■ DOCUMENT SECTION ■

Kv1.3 in psoriatic disease: PAP-1, a small molecule inhibitor of Kv1.3 is effective in the SCID mouse psoriasis--xenograft model

Kv1.3 channels regulate the activation/proliferation of effector memory T cells and thus play a critical role in the pathogenesis of autoimmune diseases. Using a combination of immunohistochemistry, confocal microscopy, flow cytometry and electrophysiology methods we observed a significant enrichment of activated Kv1.3(+) memory T cells in psoriasis plaques and synovial fluid from patients with psoriasis/psoriatic arthritis (PsA) compared to non-lesional psoriatic skin, normal skin or peripheral blood lympho-mononuclear cells. In in vitro studies performed with lesional mononuclear cells or T cells derived from skin and joints of psoriatic disease, the small molecule Kv1.3 blocker PAP-1 dose-dependently inhibited proliferation and suppressed IL-2 and IFN-γ production. To further substantiate the pathologic role of Kv1.3 high TEM cells in psoriatic disease we tested whether PAP-1 is able to improve psoriatic disease pathology in the SCID mouse-psoriasis skin xenograft model. Following four weeks of daily treatment with 2% PAP-1 ointment we noticed about 50% reduction in the epidermal thickness (rete peg length) and the number of CD3(+) lymphocytes/mm(2) of dermis decreased by 85%. Vehicle treated and untreated plaques in contrast remained unchanged and showed no reduction in epidermis thickness and infiltrating CD3(+) T cells and HLA-DR(+) T cells. Based on these results we propose the development of Kv1.3 targeted topical immunotherapy for psoriasis and possibly for other inflammatory skin conditions, where effector memory T cells are involved in the pathogenesis.

■ Records from a data source ■
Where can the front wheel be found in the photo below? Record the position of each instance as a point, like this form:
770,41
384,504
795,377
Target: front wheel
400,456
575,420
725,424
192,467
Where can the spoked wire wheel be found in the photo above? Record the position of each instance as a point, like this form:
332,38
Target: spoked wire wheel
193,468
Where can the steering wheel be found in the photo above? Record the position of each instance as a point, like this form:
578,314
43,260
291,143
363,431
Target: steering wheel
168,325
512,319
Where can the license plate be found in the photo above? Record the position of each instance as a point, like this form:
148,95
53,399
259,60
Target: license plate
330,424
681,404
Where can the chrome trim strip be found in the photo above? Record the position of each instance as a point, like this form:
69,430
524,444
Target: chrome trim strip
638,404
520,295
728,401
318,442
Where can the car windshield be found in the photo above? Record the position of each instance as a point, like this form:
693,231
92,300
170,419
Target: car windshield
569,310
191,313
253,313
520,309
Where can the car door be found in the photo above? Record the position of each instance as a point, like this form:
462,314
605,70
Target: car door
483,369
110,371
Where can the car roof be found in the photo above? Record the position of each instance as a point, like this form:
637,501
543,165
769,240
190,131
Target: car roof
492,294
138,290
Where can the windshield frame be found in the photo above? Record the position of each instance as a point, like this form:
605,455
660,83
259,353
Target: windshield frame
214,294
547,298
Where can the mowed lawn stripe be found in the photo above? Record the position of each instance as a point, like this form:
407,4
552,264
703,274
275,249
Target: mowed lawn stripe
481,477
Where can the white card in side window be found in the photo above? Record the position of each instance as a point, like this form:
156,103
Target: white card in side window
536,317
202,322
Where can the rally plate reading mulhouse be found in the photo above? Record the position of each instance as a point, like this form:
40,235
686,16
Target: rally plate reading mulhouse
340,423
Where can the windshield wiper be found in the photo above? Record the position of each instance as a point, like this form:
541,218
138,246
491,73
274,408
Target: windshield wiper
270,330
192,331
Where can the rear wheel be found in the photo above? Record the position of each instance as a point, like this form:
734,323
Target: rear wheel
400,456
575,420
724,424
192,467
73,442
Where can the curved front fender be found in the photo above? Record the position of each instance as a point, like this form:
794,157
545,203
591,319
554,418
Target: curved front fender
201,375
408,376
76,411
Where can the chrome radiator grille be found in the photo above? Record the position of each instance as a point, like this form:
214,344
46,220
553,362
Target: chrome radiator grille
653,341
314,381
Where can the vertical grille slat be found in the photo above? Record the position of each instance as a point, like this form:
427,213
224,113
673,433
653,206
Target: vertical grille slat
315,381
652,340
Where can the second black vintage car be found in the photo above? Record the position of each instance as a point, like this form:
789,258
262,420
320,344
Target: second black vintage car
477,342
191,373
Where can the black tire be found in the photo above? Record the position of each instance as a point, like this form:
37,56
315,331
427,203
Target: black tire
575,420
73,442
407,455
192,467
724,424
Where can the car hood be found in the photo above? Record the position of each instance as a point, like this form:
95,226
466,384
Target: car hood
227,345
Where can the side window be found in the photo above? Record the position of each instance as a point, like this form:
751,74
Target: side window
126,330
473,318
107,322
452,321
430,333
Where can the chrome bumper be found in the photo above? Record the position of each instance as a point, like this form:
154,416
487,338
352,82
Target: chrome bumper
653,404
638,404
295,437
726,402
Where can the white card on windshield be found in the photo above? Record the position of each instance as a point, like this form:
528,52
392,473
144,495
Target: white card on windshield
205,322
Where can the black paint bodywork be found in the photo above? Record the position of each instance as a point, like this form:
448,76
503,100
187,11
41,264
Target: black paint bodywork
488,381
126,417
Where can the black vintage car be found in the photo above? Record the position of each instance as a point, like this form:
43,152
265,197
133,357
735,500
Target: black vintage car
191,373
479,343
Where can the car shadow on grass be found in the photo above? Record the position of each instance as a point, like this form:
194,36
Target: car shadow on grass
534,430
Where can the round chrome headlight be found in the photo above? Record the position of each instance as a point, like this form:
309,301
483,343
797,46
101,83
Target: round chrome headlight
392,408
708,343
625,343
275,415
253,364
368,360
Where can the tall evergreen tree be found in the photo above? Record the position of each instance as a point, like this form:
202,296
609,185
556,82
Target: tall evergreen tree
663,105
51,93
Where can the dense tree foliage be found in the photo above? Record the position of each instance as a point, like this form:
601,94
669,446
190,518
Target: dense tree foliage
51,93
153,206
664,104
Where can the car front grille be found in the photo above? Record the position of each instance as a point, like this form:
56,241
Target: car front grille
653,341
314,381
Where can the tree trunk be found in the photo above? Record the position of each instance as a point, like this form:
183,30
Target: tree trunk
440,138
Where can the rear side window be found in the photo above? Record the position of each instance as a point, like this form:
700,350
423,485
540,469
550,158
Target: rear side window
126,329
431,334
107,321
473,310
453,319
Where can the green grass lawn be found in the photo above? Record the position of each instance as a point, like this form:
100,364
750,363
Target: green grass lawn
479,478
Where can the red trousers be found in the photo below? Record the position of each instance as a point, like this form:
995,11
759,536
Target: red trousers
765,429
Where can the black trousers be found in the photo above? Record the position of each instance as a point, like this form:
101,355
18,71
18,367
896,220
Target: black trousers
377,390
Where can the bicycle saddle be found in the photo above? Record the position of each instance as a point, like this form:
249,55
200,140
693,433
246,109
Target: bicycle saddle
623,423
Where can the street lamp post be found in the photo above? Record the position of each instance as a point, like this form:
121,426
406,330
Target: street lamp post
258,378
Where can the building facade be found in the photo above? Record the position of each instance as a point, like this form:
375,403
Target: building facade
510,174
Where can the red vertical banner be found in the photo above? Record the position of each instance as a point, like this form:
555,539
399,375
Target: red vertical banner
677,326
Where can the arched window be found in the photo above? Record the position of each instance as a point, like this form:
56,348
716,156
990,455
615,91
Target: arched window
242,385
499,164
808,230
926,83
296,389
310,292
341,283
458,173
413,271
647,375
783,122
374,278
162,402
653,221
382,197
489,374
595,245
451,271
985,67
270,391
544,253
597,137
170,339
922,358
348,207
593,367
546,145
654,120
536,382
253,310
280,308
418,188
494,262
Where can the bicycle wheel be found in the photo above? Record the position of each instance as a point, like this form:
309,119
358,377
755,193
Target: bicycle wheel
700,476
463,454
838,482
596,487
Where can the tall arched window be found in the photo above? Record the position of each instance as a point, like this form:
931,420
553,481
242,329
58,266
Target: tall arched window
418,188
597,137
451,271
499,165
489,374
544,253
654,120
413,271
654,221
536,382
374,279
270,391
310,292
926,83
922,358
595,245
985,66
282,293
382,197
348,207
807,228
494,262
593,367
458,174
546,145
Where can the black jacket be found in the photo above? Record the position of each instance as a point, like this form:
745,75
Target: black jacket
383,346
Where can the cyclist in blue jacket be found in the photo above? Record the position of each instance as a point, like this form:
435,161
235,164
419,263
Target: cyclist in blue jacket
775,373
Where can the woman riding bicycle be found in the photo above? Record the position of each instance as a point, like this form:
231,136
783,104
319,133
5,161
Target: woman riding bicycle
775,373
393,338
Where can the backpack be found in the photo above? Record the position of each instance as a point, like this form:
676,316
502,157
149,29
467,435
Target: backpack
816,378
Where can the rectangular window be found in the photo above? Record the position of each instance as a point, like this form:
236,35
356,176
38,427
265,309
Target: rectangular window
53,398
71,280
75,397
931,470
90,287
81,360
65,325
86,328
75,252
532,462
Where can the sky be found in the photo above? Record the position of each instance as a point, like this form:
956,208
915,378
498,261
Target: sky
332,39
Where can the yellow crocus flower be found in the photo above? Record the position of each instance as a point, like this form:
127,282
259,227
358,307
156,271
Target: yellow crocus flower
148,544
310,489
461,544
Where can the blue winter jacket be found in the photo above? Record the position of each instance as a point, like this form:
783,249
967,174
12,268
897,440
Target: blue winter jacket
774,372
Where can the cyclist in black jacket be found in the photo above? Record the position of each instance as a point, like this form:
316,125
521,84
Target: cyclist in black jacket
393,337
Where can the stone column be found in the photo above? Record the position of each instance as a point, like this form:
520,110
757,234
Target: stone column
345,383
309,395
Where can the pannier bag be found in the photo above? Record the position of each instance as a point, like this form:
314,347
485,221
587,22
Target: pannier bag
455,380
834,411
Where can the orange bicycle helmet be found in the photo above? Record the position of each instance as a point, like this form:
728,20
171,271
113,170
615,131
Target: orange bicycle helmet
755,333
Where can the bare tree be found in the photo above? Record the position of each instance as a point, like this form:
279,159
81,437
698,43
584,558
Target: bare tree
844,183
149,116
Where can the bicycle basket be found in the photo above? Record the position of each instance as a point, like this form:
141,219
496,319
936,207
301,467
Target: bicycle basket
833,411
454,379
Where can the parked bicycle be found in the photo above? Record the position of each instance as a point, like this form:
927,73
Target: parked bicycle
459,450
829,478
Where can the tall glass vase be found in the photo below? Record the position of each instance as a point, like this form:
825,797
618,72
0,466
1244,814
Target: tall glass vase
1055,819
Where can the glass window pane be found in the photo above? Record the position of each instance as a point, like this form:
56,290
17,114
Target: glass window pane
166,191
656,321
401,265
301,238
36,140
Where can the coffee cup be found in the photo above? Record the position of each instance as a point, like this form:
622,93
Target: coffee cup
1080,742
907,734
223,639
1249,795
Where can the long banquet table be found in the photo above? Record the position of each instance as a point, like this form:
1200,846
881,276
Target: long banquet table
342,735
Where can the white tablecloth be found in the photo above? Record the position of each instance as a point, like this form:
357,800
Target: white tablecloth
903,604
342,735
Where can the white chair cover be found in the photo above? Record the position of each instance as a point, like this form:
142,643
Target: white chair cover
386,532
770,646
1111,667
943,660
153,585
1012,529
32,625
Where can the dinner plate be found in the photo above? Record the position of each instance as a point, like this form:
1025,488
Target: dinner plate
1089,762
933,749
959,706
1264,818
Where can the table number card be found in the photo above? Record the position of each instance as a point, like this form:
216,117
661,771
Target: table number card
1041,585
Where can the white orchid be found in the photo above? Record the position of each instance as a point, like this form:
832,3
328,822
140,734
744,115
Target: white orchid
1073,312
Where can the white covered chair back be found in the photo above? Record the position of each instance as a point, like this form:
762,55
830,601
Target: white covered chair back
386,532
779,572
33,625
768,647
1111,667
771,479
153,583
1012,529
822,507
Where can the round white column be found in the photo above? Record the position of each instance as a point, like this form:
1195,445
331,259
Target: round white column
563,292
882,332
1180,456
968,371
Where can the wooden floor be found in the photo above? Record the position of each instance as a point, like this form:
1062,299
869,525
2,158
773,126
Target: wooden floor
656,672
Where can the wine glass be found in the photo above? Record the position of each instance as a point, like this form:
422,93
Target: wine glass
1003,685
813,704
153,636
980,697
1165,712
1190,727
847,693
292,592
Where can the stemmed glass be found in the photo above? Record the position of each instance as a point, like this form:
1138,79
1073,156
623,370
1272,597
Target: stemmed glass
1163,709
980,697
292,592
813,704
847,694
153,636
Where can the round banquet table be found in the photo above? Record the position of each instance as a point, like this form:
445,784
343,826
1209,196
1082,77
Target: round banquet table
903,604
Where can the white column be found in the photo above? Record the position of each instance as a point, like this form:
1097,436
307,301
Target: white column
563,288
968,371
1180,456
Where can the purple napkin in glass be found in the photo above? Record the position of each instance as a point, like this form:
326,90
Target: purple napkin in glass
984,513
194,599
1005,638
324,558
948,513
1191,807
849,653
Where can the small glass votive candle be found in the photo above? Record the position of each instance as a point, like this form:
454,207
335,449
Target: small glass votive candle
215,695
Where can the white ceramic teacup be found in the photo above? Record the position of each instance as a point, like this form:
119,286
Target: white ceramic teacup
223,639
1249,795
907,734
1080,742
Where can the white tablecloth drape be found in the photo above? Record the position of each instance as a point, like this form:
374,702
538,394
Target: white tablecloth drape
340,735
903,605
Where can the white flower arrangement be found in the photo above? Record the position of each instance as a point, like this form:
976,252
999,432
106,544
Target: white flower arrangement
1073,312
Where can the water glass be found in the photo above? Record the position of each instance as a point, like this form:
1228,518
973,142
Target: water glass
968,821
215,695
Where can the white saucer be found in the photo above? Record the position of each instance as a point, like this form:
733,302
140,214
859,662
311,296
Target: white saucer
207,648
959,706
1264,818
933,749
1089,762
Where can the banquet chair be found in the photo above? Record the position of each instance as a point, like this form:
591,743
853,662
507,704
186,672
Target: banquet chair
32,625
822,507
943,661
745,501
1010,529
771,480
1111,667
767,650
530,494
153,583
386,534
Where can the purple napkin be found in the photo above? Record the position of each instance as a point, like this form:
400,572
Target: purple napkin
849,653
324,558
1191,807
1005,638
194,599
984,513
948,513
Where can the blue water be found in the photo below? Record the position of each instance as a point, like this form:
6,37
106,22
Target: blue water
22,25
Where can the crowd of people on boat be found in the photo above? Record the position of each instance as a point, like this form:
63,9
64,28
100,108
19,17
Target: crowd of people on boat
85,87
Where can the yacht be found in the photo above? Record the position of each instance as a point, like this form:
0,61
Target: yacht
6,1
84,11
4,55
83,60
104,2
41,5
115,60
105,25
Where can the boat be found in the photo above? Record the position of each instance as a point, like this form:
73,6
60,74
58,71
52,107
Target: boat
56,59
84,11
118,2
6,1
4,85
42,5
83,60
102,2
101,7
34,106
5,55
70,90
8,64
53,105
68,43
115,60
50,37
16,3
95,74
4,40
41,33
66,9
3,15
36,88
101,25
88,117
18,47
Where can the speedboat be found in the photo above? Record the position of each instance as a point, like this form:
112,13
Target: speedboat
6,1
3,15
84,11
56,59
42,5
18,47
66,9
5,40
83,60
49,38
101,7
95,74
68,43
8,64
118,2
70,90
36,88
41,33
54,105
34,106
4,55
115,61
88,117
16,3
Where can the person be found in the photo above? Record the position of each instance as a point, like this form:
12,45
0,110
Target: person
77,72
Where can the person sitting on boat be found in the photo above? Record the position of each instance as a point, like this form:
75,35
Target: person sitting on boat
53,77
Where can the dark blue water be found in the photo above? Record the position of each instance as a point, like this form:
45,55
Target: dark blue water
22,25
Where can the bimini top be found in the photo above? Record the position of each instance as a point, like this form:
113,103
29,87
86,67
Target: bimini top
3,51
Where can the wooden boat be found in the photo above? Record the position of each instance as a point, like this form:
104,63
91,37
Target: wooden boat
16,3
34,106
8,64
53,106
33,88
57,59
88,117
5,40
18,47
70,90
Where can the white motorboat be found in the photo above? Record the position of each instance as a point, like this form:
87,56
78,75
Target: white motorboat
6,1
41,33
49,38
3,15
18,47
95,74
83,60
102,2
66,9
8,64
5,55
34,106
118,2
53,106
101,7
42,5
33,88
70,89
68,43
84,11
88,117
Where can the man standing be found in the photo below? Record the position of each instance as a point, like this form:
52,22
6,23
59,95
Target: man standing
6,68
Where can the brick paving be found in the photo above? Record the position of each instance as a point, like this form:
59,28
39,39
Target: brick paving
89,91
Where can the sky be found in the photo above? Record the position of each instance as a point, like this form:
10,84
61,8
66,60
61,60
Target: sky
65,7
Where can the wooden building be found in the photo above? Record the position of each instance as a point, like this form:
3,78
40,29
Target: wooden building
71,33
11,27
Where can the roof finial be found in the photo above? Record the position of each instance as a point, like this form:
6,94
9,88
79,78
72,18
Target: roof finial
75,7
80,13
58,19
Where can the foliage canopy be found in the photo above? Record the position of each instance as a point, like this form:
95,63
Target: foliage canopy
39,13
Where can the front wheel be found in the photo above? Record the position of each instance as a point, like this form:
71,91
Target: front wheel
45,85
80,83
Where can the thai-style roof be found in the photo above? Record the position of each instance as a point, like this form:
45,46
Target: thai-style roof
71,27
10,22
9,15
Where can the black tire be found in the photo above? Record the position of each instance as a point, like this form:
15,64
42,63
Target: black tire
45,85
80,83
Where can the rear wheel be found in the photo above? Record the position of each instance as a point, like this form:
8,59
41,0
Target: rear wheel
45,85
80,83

■ EXERCISE TASKS ■
#1 Translate this sentence from the Kv1.3 abstract into Spanish: "Kv1.3 channels regulate the activation/proliferation of effector memory T cells and thus play a critical role in the pathogenesis of autoimmune diseases."
#2 Decide whether each statement agrees with the Kv1.3 abstract. Answer yes or no for each, quoting the words that decide it.
(a) PAP-1 was applied daily as an ointment over four weeks.
(b) Vehicle-treated plaques showed a reduction in epidermal thickness.
(c) The number of CD3(+) lymphocytes per mm(2) of dermis fell by about 50%.

■ ANSWERS TO THE EXERCISE ■
#1 Los canales Kv1.3 regulan la activación/proliferación de las células T de memoria efectoras y, por lo tanto, desempeñan un papel fundamental en la patogénesis de las enfermedades autoinmunes.

#2
(a) Yes: "Following four weeks of daily treatment with 2% PAP-1 ointment"
(b) No: "Vehicle treated and untreated plaques in contrast remained unchanged and showed no reduction in epidermis thickness"
(c) No: "the number of CD3(+) lymphocytes/mm(2) of dermis decreased by 85%"